(TASK MATERIAL):
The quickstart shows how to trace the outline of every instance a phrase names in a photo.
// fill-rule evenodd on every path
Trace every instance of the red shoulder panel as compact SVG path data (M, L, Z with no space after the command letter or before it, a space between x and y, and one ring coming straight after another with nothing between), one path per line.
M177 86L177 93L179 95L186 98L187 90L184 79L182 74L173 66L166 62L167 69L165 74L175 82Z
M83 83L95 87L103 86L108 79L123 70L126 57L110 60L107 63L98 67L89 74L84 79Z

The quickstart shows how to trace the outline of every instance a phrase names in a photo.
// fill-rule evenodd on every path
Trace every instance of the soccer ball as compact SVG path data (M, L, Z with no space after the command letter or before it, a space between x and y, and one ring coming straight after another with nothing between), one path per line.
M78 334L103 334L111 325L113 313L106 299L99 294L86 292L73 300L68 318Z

(WRITTEN PROBLEM):
Render the data above as a numbered list, starting with its first line and going on through the line containing "Trace every instance of the red", both ends included, with blank lines omitted.

(RESPONSE):
1. The quickstart shows how to trace the outline of every instance a phrase names in a photo.
2. // fill-rule evenodd on every path
3. Trace every instance of the red shoulder panel as compact SVG path data (M, L, Z with no space after the command letter or before it, a space between x and y, and one ring coming straight after another with nothing between), one path per line.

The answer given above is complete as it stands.